> [Excerpted text]
%%
Opinion
Decided March 26, 1904.
1. — Condemnation of Land — Special Damages — Pleading.
Where plaintiff sued a railroad company in trespass to recover certain land and for damages caused by the erection of tracks and embankments thereon, and defendant by cross-plea asked to have the land condemned, which was done, and plaintiff awarded the value thereof, the admission, without sufficient pleading, of evidence of special injury to the land caused by the embankment was immaterial, as particularity of pleading is not required in condemnation proceedings.
2. — Same — Juror — Fixed Opinion — Bias.
In a condemnation proceeding wherein the jury awarded plaintiff, the owner of the land, less than one-half its value as testified to by him, and no complaint is made of the amount awarded as being excessive, it was not reversible error that the court, over objection, permitted certain jurors to sit in the case who had a fixed opinion that plaintiff ought to recover, they having further answered that such opinion, in their judgment, would not influence them.
3. — Same — Evidence of Value — Harmless Error.
So, in view of the amount awarded plaintiff for the land, of which no complaint is made as being excessive, it was harmless error that plaintiff was permitted to give in evidence "the value to him" of the land condemned and appropriated.
Appeal from the District Court of Potter. Tried below before Hon. Ira Webster.
Reeder Cooper, for appellant.
Wallace Lumpkin, for appellees.
This was an action in trespass and for damages, in which appellees allege that appellant is a corporation duly incorporated under the laws of the State of Texas; that appellees were the owners of lot No. 5 in block No. 158, and block No. 143, containing lots 1, 2, 3, 4, 5, 6, 7, 8, 9 and 10, in the town of Amarillo; that on or about the 1st day of May, 1903, appellant unlawfully entered upon said land and ejected appellees therefrom and still withholds possession thereof, to appellees' damage in the sum of $1500; that appellant appropriated all of said lot No. 5 in block 158, the market value of which is $125; that appellees had their home upon block 143, and had erected thereon their residence, barns, outbuildings, well, windmill and tanks, making the same a desirable home; that across the southeast corner of said block 143 appellant had erected an embankment about thirty feet high, which causes the dust to blow therefrom on appellees' home, making it an undesirable place; that said block of land was of the market value of $2000, and that since said acts said block is of the market value of $1000.
%%
> [Data]
%%
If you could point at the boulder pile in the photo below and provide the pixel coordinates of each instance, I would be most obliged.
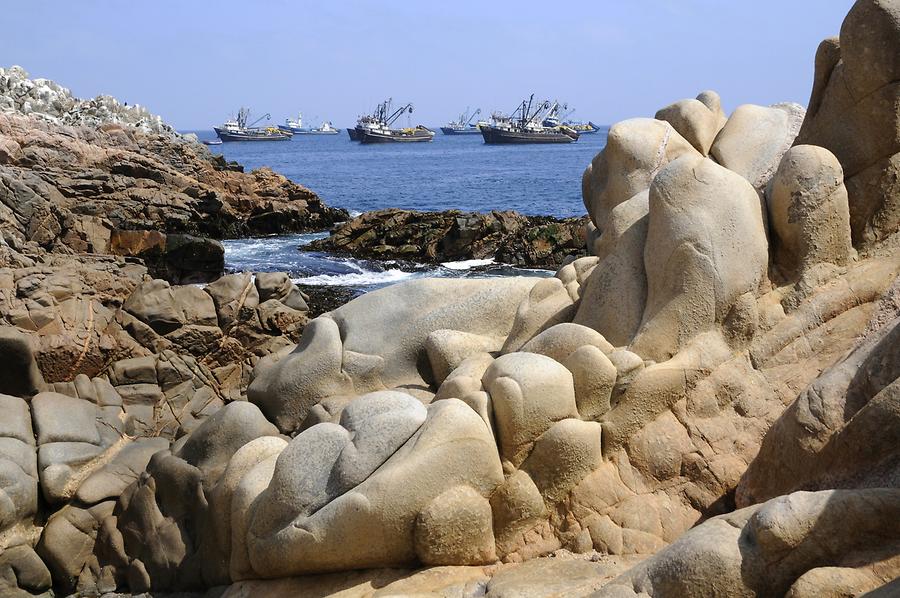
(47, 100)
(707, 405)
%%
> [Exercise task 1] In the condemnation opinion, how high is the embankment that appellant erected across the southeast corner of block 143?
> [Exercise task 2] Carry the condemnation opinion forward from the point where it stops.
The material is not needed for the work that comes after it.

> [Written answer 1] About thirty feet high.

> [Written answer 2]
Appellant pleaded a general denial, and in reconvention to have the land appropriated by them condemned under the statute for right of way purposes. The case was tried upon appellant's plea, and resulted in a judgment in favor of appellant for the land sought, and in favor of appellees for $450 damages.
We find no reversible error presented on this appeal from the judgment stated, and nothing requiring extended discussion. It is urged that the court was in error in permitting appellees to offer evidence to the effect that the embankment mentioned in the petition obstructed appellees' view of the city of Amarillo, and impeded the wind in such manner and from such direction as to largely damage or impair the use of the windmill on appellees' premises. The objection was that such damages were special in character and had not been alleged in appellees' petition. There was no special exception, however, to the general allegation of damages, and we hence think the evidence offered admissible in the development of all the circumstances proximately resulting in the aggregated damage charged. Besides, as finally resolved, the case was one for condemnation on appellant's cross-plea, in which character it seems no particularity in pleading damages is required. Rev. Stats., art. 4472; Dallas P. S.E. Ry. Co. v. Day, 3 Texas Civ. App. 353[ 3 Tex. Civ. App. 353], 22 S.W. Rep., 538.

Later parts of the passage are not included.